• Excerpted passage:

· · ·

Is “To Kill a Mockingbird” the film you’re most proud of?

As I go about, I hear more about “Mockingbird” from more people. In America, it seems to have struck an emotional cord. It’s still played often on the television, and it’s even shown in the schools when they study the period of the civil rights struggle in the 1960s. The film has a special meaning for children of thirteen, fourteen, fifteen years who are becoming aware for the first time that we had drastic racial segregation in our country up until the 1960s. And they also seem to be touched by the relationship between the father and the children, by the fact that he treats them more or less as adults, he gives them credit and respects their own intelligence, their own point of view, their own rights. That seems to appeal to a lot of young people. So I guess, whether it would be my own choice or not, it seems to be the choice of the public.

You appeared with Lillian Gish in “Duel in the Sun” [1946]. Her mentor D.W. Griffith was still alive back then [he passed away in Hollywood in 1948 at age 75]. Did you ever get the chance to meet him in person?

No, I never did. He was still living in Hollywood, but I never had the opportunity to meet him. He was not in circulation; he was retired. But Lillian Gish [1893-1993, age 92 at the time of this interview] I still see quite often: she’s not retired [laughs], she’s still very active. She won a Lifetime Achievement Award from the American Film Institute just a few years ago [1984, Mr Peck won his in 1989], so it’s wonderful to see an event like that, when they show her as a young woman, almost seventy years ago, playing in “Broken Blossoms” [1919] or “Way Down East” [1920]. Even though Hollywood is not unified, there is not a common feeling of collaboration and give and take between studios—it’s more doggy dog—we still have a few traditions. One of them exists through the Academy, which continues to honor and respect people whose careers are in the past. One time I took pioneer and film director Raoul Walsh [1887-1980] to the American Film Institute for a seminar and a Q&A session. He was about ninety-one at the time. He was a great character, wearing his eye patch. He still rolled his own cigarettes, and he was a very colorful, profane, outspoken character from an earlier time. He was tougher, more independent, and had more self-confidence about his way of life and his code of behavior, without compromise. So the students were asking him many of the usual questions about the old times, and then one of them asked, ‘Mr. Walsh, I understand that you were once an actor. Is that true?’ And he said, ‘Sunny Boy, I played John Wilkes Booth, the man who shot Lincoln, in “The Birth of a Nation” [1915]!’ And there he was, sitting before them. There was a moment of silence, and then they stood and applauded. About fifty or sixty young people. It was like seeing a ghost [laughs], but there he was. So in spite of the fact that the film industry is commercial, competitive, and rather cold-hearted these days, through the Academy and such meetings at the American Film Institute, we do try to keep some of that tradition alive. It’s important that we do. It’s important to have respect for the artists of the past, as well as for the latest two hundred million dollar blockbusters.

· · ·

• What to work on:
• 1. List every film title named in the interview.
• 2. Answer these questions from the interview.
(a) In what year did Lillian Gish receive her Lifetime Achievement Award from the American Film Institute?
(b) About how old was Raoul Walsh when he came to the American Film Institute seminar?
(c) Whom did Walsh say he played in "The Birth of a Nation"?
• 3. Reproduce the part of the interview that begins at the words "You appeared with" and ends after the words "him in person?".

· · ·

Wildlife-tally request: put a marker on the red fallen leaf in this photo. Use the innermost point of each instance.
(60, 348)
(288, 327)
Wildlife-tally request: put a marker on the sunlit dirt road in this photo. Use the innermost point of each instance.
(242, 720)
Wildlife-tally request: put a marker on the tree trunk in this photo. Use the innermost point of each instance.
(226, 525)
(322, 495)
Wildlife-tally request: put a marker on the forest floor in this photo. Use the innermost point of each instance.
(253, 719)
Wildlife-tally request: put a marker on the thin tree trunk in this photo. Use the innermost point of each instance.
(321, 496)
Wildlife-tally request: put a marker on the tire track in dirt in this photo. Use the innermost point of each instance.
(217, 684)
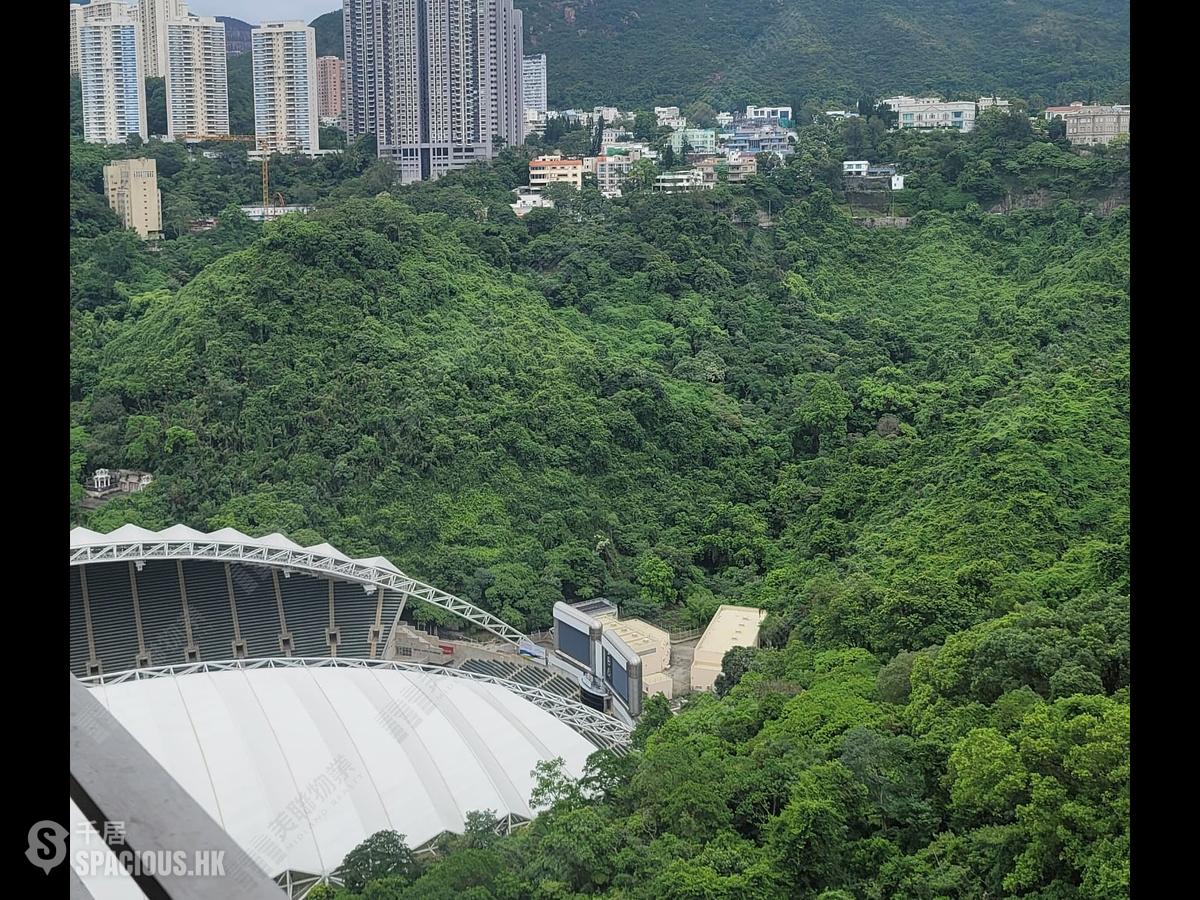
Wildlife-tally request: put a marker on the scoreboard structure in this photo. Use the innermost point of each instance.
(613, 669)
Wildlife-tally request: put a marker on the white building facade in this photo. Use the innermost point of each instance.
(533, 73)
(448, 83)
(775, 115)
(114, 101)
(928, 113)
(95, 10)
(155, 16)
(197, 81)
(285, 63)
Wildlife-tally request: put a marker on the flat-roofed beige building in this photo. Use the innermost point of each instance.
(132, 191)
(731, 627)
(556, 171)
(1087, 126)
(651, 643)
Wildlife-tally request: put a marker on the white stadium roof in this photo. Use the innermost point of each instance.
(300, 763)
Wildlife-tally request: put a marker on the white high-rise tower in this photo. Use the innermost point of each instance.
(436, 81)
(197, 82)
(285, 60)
(114, 101)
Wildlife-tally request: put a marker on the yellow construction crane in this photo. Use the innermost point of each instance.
(263, 147)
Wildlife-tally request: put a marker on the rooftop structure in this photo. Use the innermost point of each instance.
(731, 627)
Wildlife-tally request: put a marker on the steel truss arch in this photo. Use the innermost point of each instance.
(299, 559)
(601, 730)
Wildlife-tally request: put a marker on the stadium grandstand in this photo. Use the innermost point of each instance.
(253, 670)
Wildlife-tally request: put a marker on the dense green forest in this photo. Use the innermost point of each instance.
(910, 445)
(730, 53)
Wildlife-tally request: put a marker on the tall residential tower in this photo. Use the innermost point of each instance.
(436, 81)
(329, 88)
(285, 60)
(534, 82)
(197, 83)
(154, 16)
(114, 101)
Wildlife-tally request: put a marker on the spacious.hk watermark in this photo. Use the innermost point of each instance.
(91, 855)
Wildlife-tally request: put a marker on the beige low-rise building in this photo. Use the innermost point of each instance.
(731, 627)
(132, 191)
(651, 643)
(737, 167)
(556, 171)
(660, 683)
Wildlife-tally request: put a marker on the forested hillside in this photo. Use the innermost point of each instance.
(736, 52)
(910, 445)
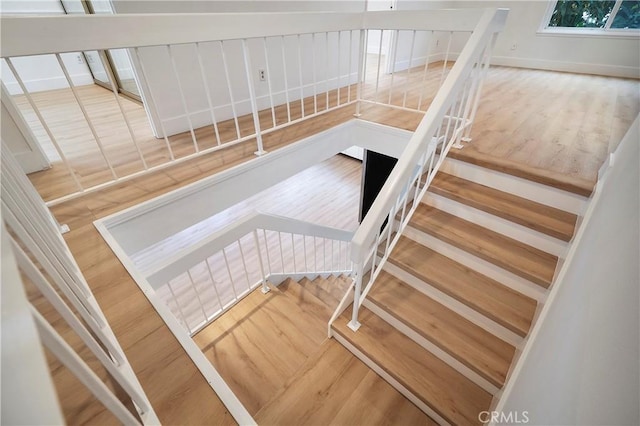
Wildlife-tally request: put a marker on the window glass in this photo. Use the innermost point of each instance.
(581, 14)
(628, 15)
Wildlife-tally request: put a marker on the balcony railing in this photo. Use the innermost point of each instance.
(200, 76)
(211, 81)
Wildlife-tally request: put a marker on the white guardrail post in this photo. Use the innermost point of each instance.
(46, 262)
(455, 100)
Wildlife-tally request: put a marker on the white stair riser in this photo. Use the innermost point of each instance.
(497, 224)
(431, 347)
(455, 305)
(488, 269)
(390, 379)
(524, 188)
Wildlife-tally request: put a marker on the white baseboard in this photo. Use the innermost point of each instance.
(575, 67)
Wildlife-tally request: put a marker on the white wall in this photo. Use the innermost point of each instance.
(42, 72)
(162, 85)
(583, 366)
(605, 55)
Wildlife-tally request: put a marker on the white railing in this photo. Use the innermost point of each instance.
(50, 273)
(210, 81)
(201, 282)
(446, 123)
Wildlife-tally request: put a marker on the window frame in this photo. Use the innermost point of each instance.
(607, 31)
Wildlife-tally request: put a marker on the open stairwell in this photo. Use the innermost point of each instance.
(273, 351)
(456, 298)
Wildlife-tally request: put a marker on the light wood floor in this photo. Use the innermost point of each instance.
(305, 378)
(177, 391)
(547, 123)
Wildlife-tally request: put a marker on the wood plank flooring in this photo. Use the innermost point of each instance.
(582, 117)
(176, 389)
(273, 351)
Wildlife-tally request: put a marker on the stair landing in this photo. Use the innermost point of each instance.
(273, 351)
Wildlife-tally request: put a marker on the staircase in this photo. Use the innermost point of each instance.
(459, 292)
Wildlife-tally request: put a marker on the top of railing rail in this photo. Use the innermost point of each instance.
(492, 21)
(24, 35)
(189, 256)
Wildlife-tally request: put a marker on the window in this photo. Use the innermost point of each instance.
(596, 16)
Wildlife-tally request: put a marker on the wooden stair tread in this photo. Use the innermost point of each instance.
(512, 255)
(473, 346)
(548, 220)
(454, 397)
(503, 305)
(547, 177)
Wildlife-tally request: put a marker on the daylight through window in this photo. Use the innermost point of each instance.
(605, 15)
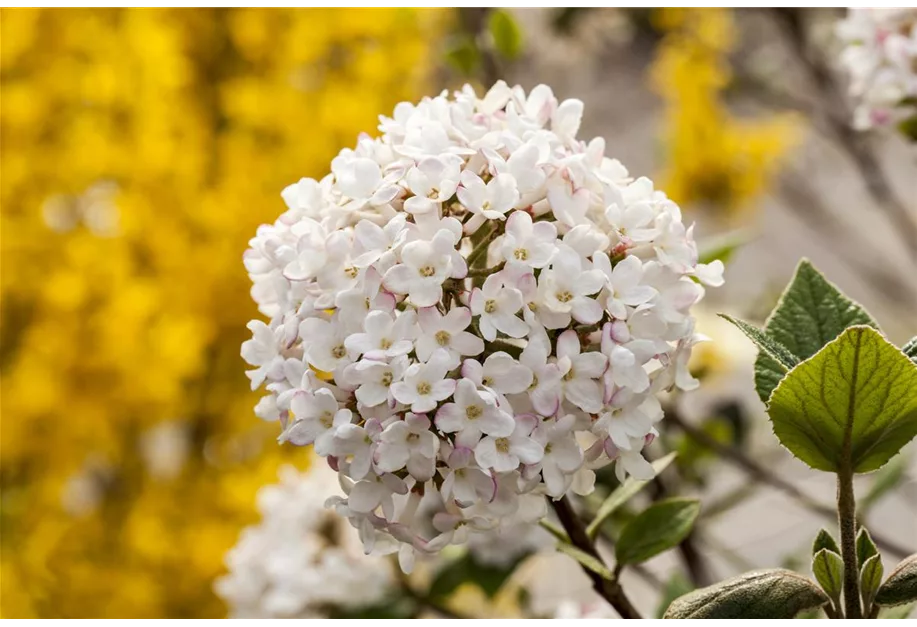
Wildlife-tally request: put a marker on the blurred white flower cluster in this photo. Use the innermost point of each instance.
(476, 308)
(302, 560)
(881, 58)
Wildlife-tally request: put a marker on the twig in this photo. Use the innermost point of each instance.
(853, 144)
(610, 590)
(759, 473)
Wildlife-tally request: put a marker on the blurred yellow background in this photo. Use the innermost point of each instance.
(141, 148)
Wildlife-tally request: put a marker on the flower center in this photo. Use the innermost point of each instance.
(473, 412)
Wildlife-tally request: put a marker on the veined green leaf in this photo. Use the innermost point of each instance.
(901, 585)
(853, 405)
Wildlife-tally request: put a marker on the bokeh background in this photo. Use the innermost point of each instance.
(140, 149)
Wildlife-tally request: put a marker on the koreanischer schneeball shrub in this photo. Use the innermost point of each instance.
(475, 308)
(881, 58)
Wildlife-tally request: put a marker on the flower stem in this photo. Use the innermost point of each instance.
(846, 513)
(610, 590)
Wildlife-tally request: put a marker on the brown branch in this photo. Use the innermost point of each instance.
(610, 590)
(759, 473)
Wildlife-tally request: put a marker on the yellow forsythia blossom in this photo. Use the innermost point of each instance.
(140, 150)
(712, 157)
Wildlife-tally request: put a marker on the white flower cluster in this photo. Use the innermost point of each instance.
(476, 306)
(881, 58)
(302, 560)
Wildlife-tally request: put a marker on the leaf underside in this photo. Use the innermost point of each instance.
(859, 389)
(811, 312)
(775, 594)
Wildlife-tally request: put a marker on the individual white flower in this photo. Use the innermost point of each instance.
(373, 379)
(463, 481)
(423, 269)
(433, 180)
(446, 332)
(316, 419)
(504, 453)
(385, 337)
(500, 373)
(562, 454)
(425, 385)
(580, 373)
(324, 344)
(410, 443)
(265, 351)
(527, 243)
(497, 306)
(545, 389)
(490, 201)
(628, 416)
(473, 413)
(356, 442)
(625, 287)
(566, 289)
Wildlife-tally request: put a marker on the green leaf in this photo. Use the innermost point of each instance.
(853, 405)
(870, 580)
(771, 347)
(677, 585)
(828, 568)
(900, 612)
(825, 540)
(910, 349)
(588, 561)
(866, 548)
(506, 33)
(722, 249)
(886, 480)
(810, 313)
(624, 493)
(774, 594)
(465, 569)
(658, 528)
(462, 54)
(901, 585)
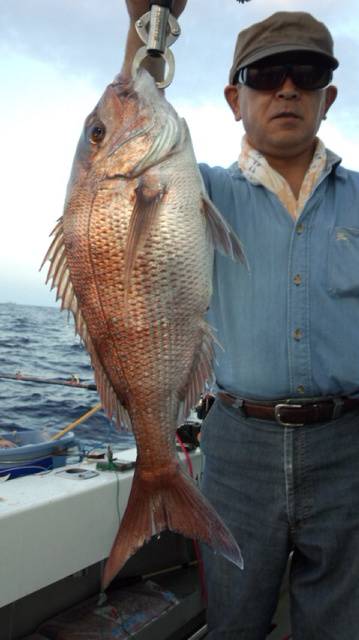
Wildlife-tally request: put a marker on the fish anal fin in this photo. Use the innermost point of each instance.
(223, 236)
(201, 371)
(148, 195)
(172, 502)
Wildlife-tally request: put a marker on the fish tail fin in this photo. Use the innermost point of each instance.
(171, 502)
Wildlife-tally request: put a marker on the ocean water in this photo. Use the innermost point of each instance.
(41, 342)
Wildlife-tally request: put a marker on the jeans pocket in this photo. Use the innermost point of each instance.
(343, 262)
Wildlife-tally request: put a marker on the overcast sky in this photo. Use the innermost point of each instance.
(57, 57)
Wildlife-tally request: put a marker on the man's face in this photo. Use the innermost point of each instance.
(282, 122)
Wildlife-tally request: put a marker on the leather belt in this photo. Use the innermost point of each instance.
(294, 411)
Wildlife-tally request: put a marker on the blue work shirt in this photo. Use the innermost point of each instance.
(288, 325)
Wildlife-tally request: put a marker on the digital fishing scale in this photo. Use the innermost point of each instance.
(158, 30)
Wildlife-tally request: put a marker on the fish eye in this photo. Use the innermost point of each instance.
(97, 132)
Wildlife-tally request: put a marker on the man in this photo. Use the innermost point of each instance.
(282, 440)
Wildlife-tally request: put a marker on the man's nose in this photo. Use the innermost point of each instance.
(288, 90)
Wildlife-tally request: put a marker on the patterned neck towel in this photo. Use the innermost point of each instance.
(257, 170)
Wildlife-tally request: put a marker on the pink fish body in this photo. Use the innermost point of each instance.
(132, 258)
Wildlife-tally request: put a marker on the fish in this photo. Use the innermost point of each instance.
(132, 259)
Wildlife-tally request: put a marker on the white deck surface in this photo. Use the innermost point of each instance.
(52, 526)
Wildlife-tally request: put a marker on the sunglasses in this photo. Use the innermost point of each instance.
(308, 77)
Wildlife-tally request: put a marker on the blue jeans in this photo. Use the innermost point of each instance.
(283, 489)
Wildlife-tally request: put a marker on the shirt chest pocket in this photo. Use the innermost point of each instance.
(343, 262)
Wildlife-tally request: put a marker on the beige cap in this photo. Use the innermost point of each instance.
(281, 32)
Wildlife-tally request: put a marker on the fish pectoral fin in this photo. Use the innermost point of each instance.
(175, 503)
(223, 236)
(149, 193)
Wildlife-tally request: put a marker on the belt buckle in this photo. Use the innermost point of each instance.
(277, 410)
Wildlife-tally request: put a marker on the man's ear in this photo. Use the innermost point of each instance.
(330, 96)
(231, 93)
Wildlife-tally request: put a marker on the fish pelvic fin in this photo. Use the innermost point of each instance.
(60, 277)
(148, 195)
(171, 501)
(223, 237)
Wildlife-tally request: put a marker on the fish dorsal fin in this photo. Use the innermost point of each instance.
(148, 195)
(201, 373)
(223, 236)
(59, 274)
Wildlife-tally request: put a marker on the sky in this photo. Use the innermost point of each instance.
(57, 56)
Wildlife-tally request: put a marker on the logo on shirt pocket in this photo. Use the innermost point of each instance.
(343, 262)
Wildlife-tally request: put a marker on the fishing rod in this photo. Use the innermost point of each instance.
(73, 382)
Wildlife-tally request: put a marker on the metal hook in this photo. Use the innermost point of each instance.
(158, 29)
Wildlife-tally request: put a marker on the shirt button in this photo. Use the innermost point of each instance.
(300, 388)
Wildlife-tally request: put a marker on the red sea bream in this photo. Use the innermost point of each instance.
(132, 258)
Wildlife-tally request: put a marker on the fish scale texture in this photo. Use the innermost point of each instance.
(132, 259)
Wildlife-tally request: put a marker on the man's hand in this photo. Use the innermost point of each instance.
(136, 8)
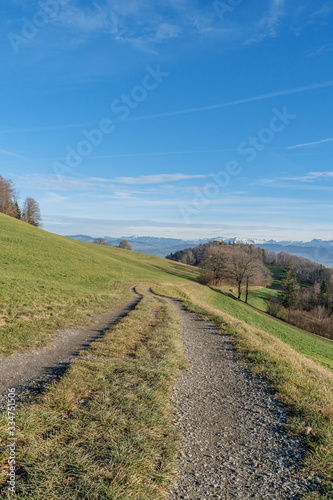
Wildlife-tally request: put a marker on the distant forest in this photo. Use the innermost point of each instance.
(305, 297)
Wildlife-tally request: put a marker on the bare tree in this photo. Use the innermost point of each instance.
(236, 264)
(100, 241)
(31, 212)
(246, 267)
(215, 263)
(7, 197)
(125, 245)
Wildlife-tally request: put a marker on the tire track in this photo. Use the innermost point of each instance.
(29, 372)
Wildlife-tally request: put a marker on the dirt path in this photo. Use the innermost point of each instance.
(29, 372)
(234, 441)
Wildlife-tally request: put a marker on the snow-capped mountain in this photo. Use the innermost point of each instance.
(316, 250)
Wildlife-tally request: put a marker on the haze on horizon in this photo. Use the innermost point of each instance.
(177, 119)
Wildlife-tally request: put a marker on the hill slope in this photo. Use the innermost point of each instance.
(49, 281)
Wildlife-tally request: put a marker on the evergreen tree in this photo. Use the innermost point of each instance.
(324, 295)
(17, 210)
(289, 286)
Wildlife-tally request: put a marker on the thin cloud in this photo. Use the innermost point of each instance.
(156, 179)
(268, 24)
(310, 177)
(238, 102)
(9, 153)
(307, 144)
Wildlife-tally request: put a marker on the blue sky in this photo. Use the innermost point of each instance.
(175, 118)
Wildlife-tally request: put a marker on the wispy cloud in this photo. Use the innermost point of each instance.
(9, 153)
(115, 185)
(156, 179)
(211, 107)
(307, 144)
(310, 177)
(321, 16)
(268, 24)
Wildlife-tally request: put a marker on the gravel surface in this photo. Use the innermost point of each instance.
(31, 371)
(234, 441)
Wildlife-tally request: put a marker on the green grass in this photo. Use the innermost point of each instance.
(313, 347)
(106, 429)
(303, 385)
(48, 282)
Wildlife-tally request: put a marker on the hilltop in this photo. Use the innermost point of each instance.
(317, 250)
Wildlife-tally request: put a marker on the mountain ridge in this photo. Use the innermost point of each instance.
(318, 250)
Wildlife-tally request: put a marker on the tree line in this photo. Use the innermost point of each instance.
(227, 264)
(29, 211)
(305, 298)
(124, 244)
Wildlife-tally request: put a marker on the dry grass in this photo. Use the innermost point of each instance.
(303, 385)
(105, 430)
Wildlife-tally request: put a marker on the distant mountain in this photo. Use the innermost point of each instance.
(316, 250)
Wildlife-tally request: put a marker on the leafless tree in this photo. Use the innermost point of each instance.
(31, 212)
(237, 265)
(7, 197)
(100, 241)
(125, 245)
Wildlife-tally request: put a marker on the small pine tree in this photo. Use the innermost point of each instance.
(17, 211)
(289, 286)
(324, 295)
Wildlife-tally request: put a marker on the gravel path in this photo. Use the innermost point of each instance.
(234, 442)
(30, 371)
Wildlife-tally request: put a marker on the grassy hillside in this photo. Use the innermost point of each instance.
(48, 281)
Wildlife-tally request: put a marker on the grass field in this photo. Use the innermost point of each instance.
(303, 384)
(258, 295)
(106, 429)
(81, 440)
(48, 281)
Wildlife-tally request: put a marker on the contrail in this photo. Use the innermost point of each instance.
(12, 154)
(310, 143)
(185, 111)
(235, 103)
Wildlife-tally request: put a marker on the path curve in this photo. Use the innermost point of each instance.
(30, 371)
(234, 440)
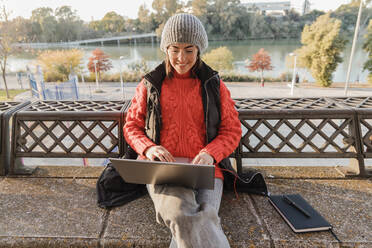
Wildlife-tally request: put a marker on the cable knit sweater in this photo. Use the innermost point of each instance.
(183, 131)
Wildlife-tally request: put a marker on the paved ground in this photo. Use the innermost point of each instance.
(56, 207)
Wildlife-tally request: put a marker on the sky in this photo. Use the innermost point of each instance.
(88, 10)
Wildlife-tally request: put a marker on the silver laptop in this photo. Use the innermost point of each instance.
(155, 172)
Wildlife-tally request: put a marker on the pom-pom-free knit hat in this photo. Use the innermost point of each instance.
(184, 28)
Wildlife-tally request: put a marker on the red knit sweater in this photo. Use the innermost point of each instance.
(183, 126)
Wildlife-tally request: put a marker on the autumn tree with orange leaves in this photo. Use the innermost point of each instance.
(261, 62)
(102, 60)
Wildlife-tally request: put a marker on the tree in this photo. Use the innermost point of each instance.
(261, 62)
(113, 22)
(102, 60)
(59, 64)
(45, 24)
(322, 46)
(163, 10)
(7, 38)
(145, 19)
(219, 59)
(69, 24)
(368, 47)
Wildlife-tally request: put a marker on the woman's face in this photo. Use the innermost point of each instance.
(182, 56)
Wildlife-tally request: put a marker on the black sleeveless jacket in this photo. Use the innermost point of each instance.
(250, 181)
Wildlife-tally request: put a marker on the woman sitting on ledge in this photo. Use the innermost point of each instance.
(183, 109)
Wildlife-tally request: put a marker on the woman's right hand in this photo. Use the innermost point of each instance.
(159, 153)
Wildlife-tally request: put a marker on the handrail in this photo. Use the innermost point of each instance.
(272, 128)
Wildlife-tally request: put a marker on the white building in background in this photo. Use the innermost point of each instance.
(278, 8)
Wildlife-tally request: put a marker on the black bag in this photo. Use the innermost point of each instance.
(113, 191)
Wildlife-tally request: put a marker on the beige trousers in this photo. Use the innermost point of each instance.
(191, 215)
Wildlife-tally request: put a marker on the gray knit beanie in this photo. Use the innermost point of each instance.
(184, 28)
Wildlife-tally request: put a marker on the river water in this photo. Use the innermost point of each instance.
(241, 50)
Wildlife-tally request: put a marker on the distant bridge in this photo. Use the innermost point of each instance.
(131, 38)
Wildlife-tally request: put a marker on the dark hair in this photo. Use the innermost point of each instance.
(169, 68)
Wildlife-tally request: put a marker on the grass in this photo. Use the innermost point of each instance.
(12, 94)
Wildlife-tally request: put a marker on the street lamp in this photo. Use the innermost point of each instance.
(95, 70)
(121, 77)
(294, 72)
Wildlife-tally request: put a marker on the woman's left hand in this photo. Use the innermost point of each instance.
(203, 158)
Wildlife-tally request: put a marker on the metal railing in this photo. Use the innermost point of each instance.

· · ·

• The responses:
• 1.
- "To Kill a Mockingbird"
- "Duel in the Sun"
- "Broken Blossoms"
- "Way Down East"
- "The Birth of a Nation"

• 2.
(a) 1984
(b) About ninety-one
(c) John Wilkes Booth, the man who shot Lincoln

• 3.
You appeared with Lillian Gish in “Duel in the Sun” [1946]. Her mentor D.W. Griffith was still alive back then [he passed away in Hollywood in 1948 at age 75]. Did you ever get the chance to meet him in person?